_Objective_.
Copy the material from the line containing "For every instance of the curled" through the end of the material, keeping every labeling instruction and shifting both point coordinates in each answer up by 150. Leave the pictures out of your copy.

====== Record extracts

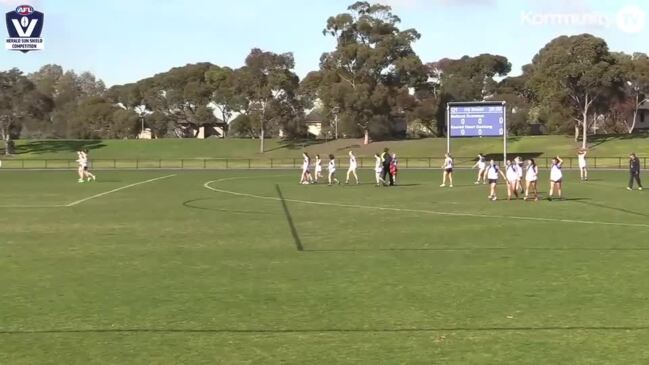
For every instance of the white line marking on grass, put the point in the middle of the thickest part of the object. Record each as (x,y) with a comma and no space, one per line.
(422,211)
(116,190)
(33,206)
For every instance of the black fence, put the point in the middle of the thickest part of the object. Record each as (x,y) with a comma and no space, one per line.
(284,163)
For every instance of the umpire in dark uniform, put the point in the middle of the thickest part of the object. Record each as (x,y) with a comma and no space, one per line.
(634,171)
(386,158)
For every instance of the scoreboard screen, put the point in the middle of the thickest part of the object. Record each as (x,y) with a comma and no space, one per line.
(476,120)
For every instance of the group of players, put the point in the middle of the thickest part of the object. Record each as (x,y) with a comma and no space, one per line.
(520,176)
(385,169)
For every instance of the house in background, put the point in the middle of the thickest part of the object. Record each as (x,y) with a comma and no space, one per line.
(314,123)
(642,123)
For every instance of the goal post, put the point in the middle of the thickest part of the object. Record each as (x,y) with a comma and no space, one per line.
(476,119)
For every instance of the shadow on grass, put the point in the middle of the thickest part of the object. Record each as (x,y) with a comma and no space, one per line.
(192,205)
(54,146)
(463,249)
(289,219)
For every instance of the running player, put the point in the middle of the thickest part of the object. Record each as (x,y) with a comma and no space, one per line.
(512,174)
(531,176)
(555,177)
(84,167)
(634,171)
(318,169)
(81,160)
(448,170)
(332,170)
(519,185)
(581,157)
(493,172)
(353,165)
(305,178)
(394,168)
(482,166)
(378,169)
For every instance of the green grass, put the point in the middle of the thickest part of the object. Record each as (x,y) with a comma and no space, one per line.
(540,146)
(171,272)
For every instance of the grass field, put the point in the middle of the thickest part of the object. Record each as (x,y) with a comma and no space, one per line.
(251,268)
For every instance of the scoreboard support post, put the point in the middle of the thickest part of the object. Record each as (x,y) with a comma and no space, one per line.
(504,132)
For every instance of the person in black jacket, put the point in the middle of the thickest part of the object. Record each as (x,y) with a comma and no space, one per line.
(634,171)
(387,160)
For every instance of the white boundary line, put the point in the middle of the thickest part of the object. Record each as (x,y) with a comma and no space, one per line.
(33,206)
(434,212)
(116,190)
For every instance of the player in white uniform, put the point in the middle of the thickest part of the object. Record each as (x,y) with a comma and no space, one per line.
(448,170)
(82,164)
(531,176)
(493,172)
(378,169)
(306,178)
(353,165)
(583,170)
(513,179)
(84,167)
(519,184)
(318,169)
(482,166)
(331,167)
(556,176)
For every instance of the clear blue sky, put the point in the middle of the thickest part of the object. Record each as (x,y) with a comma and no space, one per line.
(122,41)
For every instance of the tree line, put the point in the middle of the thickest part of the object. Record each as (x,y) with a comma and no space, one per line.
(370,85)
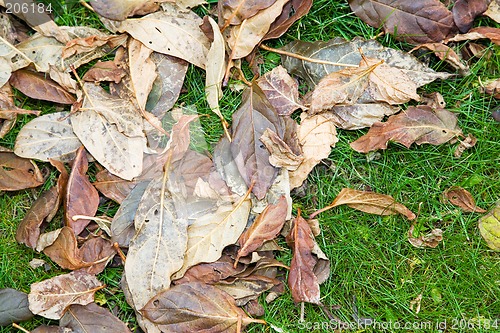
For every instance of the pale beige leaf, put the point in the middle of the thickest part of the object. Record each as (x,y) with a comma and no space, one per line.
(216,68)
(243,38)
(50,298)
(109,128)
(171,32)
(158,247)
(317,134)
(48,137)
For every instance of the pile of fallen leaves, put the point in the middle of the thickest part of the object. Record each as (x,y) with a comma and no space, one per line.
(199,230)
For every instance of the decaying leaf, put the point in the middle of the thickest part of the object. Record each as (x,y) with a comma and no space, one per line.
(18,173)
(415,22)
(254,115)
(13,307)
(49,298)
(348,52)
(281,90)
(369,202)
(265,227)
(81,197)
(171,32)
(92,318)
(192,307)
(431,239)
(489,226)
(317,135)
(48,137)
(462,198)
(418,125)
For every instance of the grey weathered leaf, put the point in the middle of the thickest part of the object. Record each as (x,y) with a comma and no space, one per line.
(347,52)
(13,307)
(48,137)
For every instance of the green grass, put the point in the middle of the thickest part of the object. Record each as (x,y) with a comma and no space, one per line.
(371,258)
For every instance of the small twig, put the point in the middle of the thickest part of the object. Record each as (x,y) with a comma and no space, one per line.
(20,328)
(298,56)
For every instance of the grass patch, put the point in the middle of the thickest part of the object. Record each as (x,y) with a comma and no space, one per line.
(371,259)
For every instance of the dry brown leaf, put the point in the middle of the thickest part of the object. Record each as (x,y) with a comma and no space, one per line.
(462,198)
(417,125)
(49,298)
(369,202)
(317,135)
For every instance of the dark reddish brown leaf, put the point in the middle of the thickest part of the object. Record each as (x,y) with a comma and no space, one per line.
(415,22)
(254,115)
(41,211)
(265,227)
(17,173)
(81,197)
(417,125)
(369,202)
(465,11)
(193,307)
(93,256)
(92,318)
(302,280)
(291,13)
(37,86)
(462,198)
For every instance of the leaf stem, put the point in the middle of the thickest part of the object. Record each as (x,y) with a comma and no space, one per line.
(298,56)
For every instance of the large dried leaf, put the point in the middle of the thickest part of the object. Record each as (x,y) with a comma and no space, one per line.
(37,86)
(415,22)
(254,115)
(489,226)
(244,37)
(462,198)
(81,197)
(92,257)
(92,318)
(265,227)
(18,173)
(171,32)
(281,90)
(40,212)
(50,298)
(193,307)
(348,52)
(48,137)
(417,125)
(317,135)
(157,250)
(109,127)
(370,202)
(209,234)
(13,307)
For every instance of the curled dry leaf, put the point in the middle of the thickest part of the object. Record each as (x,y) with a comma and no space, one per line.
(431,239)
(48,137)
(265,227)
(17,173)
(192,307)
(171,32)
(415,22)
(51,297)
(369,202)
(92,318)
(13,307)
(81,197)
(462,198)
(417,125)
(281,90)
(489,226)
(316,134)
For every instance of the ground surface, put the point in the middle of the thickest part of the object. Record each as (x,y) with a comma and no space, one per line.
(371,259)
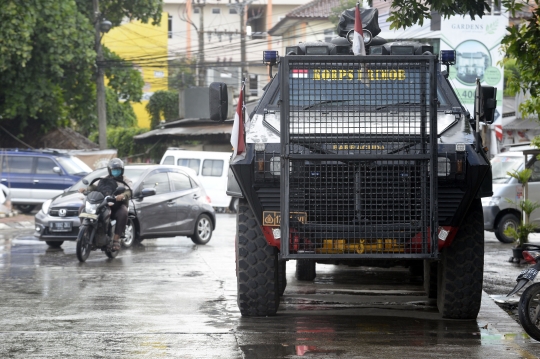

============

_Output for this task_.
For every instance of the curled dry leaf, put the point in the middle of the thickest part of the object. Record each as (x,y) with a comma and no space, one per line.
(581,389)
(198,287)
(415,377)
(167,323)
(342,457)
(321,182)
(565,172)
(201,447)
(519,352)
(242,468)
(163,457)
(231,347)
(612,348)
(567,275)
(431,240)
(639,376)
(466,284)
For every instance of the ground surface, put the point in the middle of the thickest part of the object. Record each as (x,y) with a comma and no space, one per line.
(521,409)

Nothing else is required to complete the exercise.